• How to complete this task:
An exact copy of the data is needed, but without any of its images.

• Data listing:
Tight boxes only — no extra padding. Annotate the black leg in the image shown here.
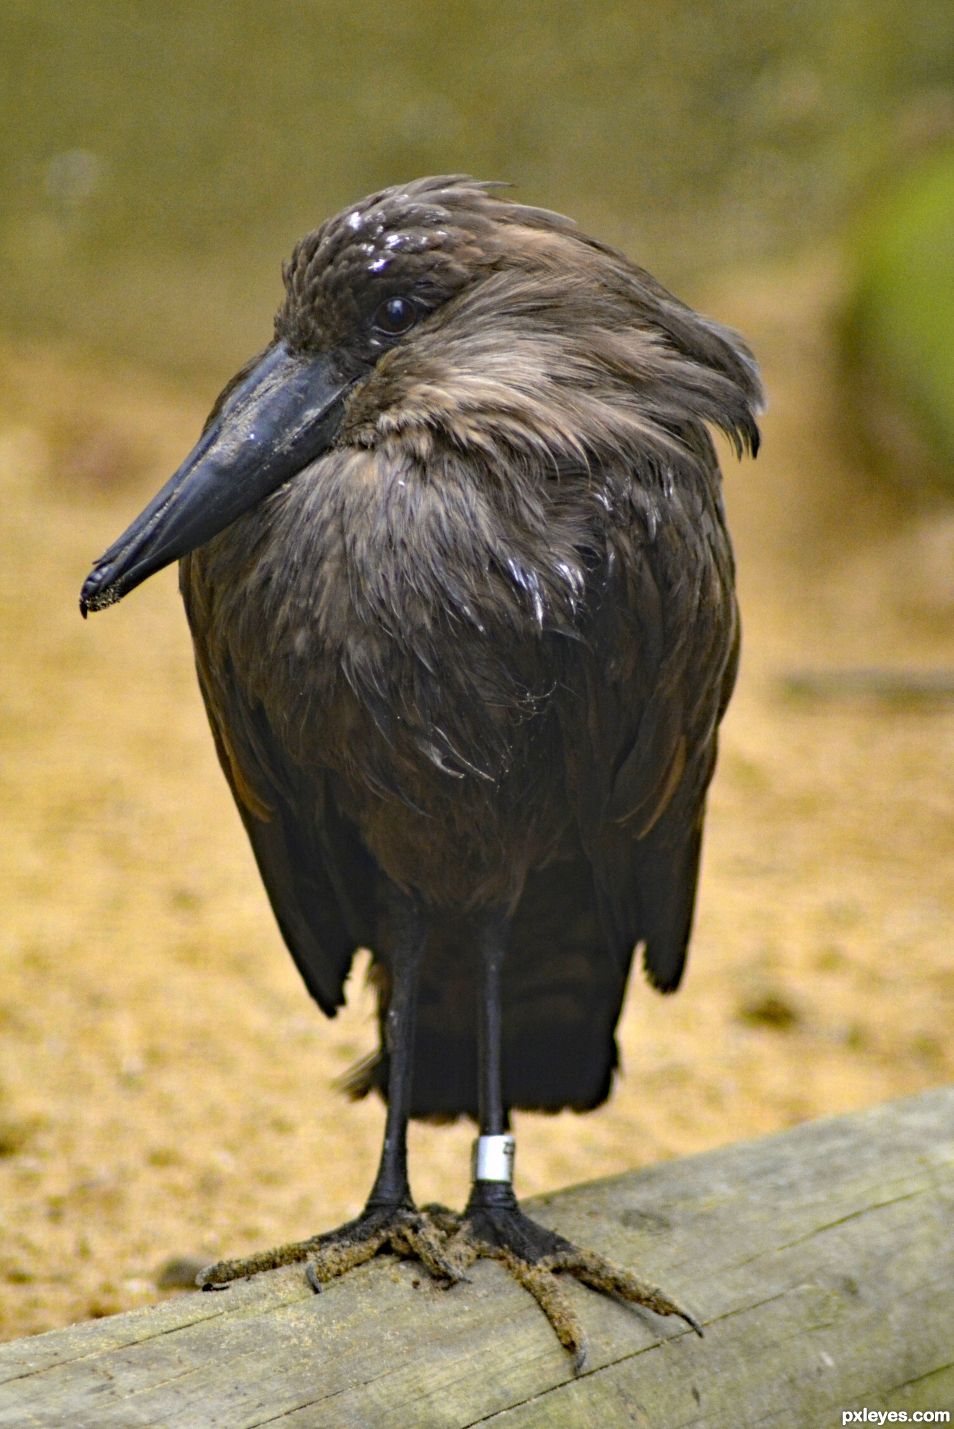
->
[449,907,701,1373]
[466,909,516,1213]
[476,907,510,1138]
[198,886,462,1290]
[365,887,425,1209]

• Response to this task:
Tight boxes only — no extra padding. Annotate the black leg in the image shown here.
->
[449,907,701,1373]
[466,909,516,1213]
[476,907,510,1138]
[198,886,462,1290]
[365,887,425,1209]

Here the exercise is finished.